- Work item -
Only the lines from the line holding "Target: man's dark sunglasses" through the final line of the entries below are to be returned, exactly as they stand.
★ ★ ★ ★ ★
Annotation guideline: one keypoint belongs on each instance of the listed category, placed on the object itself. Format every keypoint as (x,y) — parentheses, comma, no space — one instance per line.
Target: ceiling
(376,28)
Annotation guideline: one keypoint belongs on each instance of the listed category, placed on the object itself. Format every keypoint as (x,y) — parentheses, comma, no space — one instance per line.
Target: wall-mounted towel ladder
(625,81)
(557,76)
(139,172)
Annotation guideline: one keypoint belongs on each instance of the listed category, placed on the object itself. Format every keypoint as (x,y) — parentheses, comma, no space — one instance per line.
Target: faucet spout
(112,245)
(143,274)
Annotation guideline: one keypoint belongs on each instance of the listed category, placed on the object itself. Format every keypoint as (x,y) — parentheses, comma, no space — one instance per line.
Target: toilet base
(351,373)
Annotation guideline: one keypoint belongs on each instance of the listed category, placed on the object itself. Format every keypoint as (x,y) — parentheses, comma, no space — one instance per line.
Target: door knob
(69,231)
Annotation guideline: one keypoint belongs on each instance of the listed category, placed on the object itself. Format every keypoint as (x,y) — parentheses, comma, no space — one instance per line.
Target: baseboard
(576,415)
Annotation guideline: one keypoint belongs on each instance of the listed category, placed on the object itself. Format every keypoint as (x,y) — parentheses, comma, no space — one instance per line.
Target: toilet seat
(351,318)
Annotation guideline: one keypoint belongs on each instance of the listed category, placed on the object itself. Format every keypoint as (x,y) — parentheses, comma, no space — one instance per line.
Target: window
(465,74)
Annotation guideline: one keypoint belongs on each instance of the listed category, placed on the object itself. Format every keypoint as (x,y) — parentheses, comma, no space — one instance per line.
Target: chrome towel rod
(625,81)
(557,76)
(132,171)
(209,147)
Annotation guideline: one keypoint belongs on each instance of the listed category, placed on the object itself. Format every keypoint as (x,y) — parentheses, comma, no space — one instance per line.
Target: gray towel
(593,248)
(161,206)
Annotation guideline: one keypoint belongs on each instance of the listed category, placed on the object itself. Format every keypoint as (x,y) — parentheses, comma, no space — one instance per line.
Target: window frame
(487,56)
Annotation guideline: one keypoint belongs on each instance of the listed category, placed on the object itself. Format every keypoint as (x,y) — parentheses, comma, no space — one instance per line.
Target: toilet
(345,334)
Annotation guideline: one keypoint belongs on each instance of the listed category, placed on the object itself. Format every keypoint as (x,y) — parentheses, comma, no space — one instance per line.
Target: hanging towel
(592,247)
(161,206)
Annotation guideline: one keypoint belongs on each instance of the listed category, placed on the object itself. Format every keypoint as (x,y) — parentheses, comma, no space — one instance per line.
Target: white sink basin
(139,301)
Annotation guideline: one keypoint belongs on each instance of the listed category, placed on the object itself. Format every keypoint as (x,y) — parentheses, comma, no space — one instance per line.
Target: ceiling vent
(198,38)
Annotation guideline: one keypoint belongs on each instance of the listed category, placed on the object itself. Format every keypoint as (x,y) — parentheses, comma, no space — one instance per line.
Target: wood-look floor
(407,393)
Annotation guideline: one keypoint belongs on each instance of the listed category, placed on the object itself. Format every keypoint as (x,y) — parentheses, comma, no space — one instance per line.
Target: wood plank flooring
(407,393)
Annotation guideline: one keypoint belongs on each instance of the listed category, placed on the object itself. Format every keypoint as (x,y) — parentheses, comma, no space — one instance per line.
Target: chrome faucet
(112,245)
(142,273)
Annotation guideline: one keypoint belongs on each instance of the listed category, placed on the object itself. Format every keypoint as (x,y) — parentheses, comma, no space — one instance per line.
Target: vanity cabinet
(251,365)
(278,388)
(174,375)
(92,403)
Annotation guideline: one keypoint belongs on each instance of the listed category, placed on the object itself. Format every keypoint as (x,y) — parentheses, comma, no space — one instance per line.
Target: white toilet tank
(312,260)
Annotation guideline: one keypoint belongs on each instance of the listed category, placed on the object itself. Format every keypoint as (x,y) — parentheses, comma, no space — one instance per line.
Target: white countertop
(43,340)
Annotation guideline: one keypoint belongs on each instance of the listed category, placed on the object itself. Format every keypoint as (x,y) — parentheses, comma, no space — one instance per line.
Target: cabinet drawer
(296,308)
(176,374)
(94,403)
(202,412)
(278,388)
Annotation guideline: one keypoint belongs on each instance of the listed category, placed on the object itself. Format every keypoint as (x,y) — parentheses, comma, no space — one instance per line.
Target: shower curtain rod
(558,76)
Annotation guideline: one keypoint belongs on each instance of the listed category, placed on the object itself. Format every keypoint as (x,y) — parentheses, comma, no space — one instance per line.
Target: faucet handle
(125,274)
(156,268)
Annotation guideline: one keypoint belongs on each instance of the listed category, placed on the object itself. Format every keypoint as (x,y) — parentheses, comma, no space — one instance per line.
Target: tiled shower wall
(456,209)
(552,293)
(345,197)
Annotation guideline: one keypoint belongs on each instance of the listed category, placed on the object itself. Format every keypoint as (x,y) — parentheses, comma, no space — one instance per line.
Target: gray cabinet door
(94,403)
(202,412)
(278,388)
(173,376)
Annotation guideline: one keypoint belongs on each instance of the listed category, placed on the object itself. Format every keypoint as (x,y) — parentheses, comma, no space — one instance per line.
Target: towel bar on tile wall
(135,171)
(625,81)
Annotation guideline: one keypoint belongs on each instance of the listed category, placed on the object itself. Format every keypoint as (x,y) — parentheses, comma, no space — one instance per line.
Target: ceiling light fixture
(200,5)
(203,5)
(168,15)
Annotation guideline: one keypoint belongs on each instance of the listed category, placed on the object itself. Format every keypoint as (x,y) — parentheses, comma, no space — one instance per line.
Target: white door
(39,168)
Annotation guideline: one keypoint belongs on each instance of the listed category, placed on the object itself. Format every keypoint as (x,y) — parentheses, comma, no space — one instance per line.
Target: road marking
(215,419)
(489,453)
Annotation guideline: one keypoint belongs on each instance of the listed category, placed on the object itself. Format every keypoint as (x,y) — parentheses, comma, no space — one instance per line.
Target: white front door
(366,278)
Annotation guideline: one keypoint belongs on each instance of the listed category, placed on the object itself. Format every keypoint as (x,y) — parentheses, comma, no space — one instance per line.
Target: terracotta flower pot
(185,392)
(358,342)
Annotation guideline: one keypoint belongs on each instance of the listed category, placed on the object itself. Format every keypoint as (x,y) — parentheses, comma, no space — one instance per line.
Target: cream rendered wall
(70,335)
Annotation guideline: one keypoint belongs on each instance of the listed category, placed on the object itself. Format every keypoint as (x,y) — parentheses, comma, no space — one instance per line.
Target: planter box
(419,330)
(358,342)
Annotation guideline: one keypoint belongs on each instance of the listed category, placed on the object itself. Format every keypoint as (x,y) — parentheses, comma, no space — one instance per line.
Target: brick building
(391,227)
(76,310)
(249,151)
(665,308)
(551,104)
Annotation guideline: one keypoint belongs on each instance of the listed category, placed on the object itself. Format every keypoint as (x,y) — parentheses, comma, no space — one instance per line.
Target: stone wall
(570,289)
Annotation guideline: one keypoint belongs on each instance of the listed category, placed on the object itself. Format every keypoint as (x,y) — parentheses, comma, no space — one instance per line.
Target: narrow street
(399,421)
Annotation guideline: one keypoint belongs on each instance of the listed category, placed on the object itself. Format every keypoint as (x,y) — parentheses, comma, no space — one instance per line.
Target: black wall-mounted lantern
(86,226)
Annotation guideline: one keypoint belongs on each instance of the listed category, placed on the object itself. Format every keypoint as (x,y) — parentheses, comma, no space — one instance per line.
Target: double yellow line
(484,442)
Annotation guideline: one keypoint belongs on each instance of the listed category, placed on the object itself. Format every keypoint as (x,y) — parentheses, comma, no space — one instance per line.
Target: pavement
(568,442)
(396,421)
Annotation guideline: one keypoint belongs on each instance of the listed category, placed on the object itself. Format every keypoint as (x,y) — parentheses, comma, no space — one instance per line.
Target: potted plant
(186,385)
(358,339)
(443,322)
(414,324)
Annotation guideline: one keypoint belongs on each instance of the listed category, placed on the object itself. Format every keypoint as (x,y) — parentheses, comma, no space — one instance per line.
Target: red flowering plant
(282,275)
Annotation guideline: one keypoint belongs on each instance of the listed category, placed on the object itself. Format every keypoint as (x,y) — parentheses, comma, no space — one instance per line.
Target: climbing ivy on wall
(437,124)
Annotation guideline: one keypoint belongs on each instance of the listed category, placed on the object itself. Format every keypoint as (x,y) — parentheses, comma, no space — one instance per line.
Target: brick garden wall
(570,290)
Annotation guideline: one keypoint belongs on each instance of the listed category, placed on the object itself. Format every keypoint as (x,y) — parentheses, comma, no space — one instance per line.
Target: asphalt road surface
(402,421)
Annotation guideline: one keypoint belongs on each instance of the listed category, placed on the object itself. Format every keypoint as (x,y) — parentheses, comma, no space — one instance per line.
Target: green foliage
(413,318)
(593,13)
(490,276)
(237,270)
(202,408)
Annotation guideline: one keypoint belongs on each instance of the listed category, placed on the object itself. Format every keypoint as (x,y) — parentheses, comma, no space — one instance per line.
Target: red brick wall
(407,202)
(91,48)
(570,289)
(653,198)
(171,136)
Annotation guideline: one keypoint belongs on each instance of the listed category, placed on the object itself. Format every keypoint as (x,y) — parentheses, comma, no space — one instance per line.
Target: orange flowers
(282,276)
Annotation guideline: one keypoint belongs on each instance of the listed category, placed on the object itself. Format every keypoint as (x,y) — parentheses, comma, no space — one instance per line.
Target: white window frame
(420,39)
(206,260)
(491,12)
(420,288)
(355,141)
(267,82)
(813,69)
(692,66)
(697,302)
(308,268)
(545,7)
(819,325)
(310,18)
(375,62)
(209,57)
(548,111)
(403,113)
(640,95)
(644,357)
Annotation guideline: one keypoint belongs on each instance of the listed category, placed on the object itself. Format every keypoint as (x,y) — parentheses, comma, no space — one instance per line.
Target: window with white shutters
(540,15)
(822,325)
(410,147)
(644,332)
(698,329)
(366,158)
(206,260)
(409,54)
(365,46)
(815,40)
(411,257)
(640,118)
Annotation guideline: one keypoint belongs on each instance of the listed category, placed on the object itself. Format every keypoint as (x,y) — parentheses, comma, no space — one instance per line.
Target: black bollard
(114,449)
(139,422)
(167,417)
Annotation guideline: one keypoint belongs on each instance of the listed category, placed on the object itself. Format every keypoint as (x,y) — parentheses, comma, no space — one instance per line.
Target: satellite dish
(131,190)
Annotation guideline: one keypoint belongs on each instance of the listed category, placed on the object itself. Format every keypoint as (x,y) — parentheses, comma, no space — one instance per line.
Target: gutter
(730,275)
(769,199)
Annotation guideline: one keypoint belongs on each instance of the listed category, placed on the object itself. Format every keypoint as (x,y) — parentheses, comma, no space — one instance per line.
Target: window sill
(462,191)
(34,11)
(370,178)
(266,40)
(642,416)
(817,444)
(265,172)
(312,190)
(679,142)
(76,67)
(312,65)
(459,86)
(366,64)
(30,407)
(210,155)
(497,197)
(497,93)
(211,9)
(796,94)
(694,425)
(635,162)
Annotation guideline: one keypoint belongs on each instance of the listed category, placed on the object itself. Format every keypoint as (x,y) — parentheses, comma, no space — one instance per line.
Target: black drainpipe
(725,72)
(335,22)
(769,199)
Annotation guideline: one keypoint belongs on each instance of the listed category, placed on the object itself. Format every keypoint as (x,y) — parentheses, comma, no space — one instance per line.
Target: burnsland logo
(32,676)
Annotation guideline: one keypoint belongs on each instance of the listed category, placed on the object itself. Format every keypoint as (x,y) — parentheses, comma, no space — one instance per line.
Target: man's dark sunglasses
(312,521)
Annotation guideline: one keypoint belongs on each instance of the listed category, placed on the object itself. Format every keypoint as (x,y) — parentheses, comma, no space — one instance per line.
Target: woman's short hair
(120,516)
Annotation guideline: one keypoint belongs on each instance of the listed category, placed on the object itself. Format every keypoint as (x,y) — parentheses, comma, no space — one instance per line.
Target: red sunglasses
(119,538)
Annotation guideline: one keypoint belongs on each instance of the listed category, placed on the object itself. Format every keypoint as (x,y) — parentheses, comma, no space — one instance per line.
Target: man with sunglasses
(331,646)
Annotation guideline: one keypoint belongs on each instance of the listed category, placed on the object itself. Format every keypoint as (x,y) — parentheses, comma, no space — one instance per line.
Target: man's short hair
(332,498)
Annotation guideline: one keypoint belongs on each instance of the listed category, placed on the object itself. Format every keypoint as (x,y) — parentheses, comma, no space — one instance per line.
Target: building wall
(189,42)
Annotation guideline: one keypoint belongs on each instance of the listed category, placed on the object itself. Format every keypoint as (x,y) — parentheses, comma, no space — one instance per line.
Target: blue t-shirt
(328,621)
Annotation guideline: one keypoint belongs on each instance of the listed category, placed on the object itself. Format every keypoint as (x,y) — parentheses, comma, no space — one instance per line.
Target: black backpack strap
★ ★ ★ ★ ★
- Response to this task -
Target: man's dark sunglasses
(312,521)
Annotation guideline: one keypoint belongs on each instance of the listed category, placed on the object itself. Format every keypoint as (x,y) — parentheses, comma, no space — one instance per line.
Target: woman's short hair
(120,516)
Annotation guideline: one keypoint belongs on each instance of the listed category, placed on the object itself. Format every keypoint as (x,y) — parentheses, comma, no space — one instance per line.
Target: red sunglasses
(119,538)
Annotation guideline: one keypoint belongs on each instance of the listed category, placed on the object itself. Format every keypoint as (x,y) — parentheses, comma, no space — one instance per line.
Target: man with sunglasses
(331,646)
Annotation guideline: one keypoint belongs on each instance of the listed category, placed on the object itself. Format every keypoint as (x,y) — parentheses, comma, no space — one instance per line.
Target: man's short hair
(332,498)
Annotation guideline: one keypoint belongs on each instance of the listed category, placed on the object itself. Format every keypoint as (x,y) — parentheses, comma, no space — one instance per line.
Target: building wall
(189,42)
Annotation guideline: one keypoint belongs on each instance of the listed category, placed on the object itself. Format every keypoint as (x,y) — parentheses, comma, no space — one instance per line.
Target: blue t-shirt
(328,621)
Annotation guideline: one keypoint belongs on each instance of the listed category, placed on the object itself. Format every keypoint as (x,y) — parentheses, comma, no space — one instance per line.
Target: black backpack strap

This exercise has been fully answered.